Passage provided »
+-------+
Using hexadecimal values
var str: String = "\u{61}\u{5927}\u{1F34E}\u{3C0}" // a大🍎π
var character: Character = "\u{65}\u{301}" // é = "e" + accent mark
Note that the Swift Character
can be composed of multiple Unicode code points, but appears to be a single character. This is called an Extended Grapheme Cluster.
Conversions
String —> Hex
// Accesses views of different Unicode encodings of `str`
str.utf8
str.utf16
str.unicodeScalars // UTF-32
Hex —> String
let value0: UInt8 = 0x61
let value1: UInt16 = 0x5927
let value2: UInt32 = 0x1F34E
let string0 = String(UnicodeScalar(value0)) // a
let string1 = String(UnicodeScalar(value1)) // 大
let string2 = String(UnicodeScalar(value2)) // 🍎
// convert hex array to String
let myHexArray = [0x43, 0x61, 0x74, 0x203C, 0x1F431] // an Int array
var myString = ""
for hexValue in myHexArray {
myString.append(UnicodeScalar(hexValue))
}
print(myString) // Cat‼🐱
Note that for UTF-8 and UTF-16 the conversion is not always this easy because things like emoji cannot be encoded with a single UTF-16 value. It takes a surrogate pair.
Reversing Strings
let aString = "This is a test string."
// first, reverse the String's characters
let reversedCharacters = aString.characters.reverse()
// then convert back to a String with the String() initializer
let reversedString = String(reversedCharacters)
print(reversedString) // ".gnirts tset a si sihT"
let reversedCharacters = aString.characters.reversed()
let reversedString = String(reversedCharacters)
+-------+
Work to complete »
1 - Rewrite the Swift strings passage from "Using hexadecimal values" up to and including "Extended Grapheme Cluster.", putting "grapheme cluster" in place of "Extended Grapheme Cluster".
2 - Please mark each statement yes or no against the Swift strings passage, quoting the words that settle it: (a) the comment beside str.unicodeScalars labels it UTF-32; (b) emoji can be encoded with a single UTF-16 value; (c) myHexArray is described as an Int array.
The records have no connection to the Swift strings passage.
+-------+
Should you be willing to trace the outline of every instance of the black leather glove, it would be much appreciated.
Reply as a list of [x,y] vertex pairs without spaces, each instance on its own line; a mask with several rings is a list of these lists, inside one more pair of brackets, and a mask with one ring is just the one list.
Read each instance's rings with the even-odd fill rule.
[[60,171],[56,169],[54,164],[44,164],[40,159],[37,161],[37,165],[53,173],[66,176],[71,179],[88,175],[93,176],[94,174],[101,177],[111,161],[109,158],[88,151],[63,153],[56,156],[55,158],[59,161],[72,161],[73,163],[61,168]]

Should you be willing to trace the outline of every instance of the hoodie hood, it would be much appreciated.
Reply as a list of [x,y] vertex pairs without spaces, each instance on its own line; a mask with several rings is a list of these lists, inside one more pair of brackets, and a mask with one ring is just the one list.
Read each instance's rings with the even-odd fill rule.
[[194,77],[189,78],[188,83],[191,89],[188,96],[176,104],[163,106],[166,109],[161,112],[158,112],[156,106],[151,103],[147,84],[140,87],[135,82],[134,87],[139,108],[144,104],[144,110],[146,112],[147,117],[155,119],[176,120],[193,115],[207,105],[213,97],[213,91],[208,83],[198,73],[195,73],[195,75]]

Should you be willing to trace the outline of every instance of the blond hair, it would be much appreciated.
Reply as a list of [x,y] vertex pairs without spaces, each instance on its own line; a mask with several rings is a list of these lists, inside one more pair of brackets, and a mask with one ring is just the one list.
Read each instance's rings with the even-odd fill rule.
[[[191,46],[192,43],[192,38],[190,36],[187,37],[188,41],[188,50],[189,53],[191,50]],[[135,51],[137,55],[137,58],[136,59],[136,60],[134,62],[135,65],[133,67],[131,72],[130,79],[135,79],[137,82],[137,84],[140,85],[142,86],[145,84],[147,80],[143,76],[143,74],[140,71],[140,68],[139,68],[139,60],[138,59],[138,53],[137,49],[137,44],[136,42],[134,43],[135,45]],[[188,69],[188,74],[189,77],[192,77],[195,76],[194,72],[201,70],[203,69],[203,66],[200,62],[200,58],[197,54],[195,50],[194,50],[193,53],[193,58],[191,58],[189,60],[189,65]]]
+-------+
Results of the tasks »
1 -
Using hexadecimal values
var str: String = "\u{61}\u{5927}\u{1F34E}\u{3C0}" // a大🍎π
var character: Character = "\u{65}\u{301}" // é = "e" + accent mark
Note that the Swift Character
can be composed of multiple Unicode code points, but appears to be a single character. This is called an grapheme cluster.

2 -
(a) Yes: "str.unicodeScalars // UTF-32"
(b) No: "things like emoji cannot be encoded with a single UTF-16 value. It takes a surrogate pair."
(c) Yes: "// an Int array"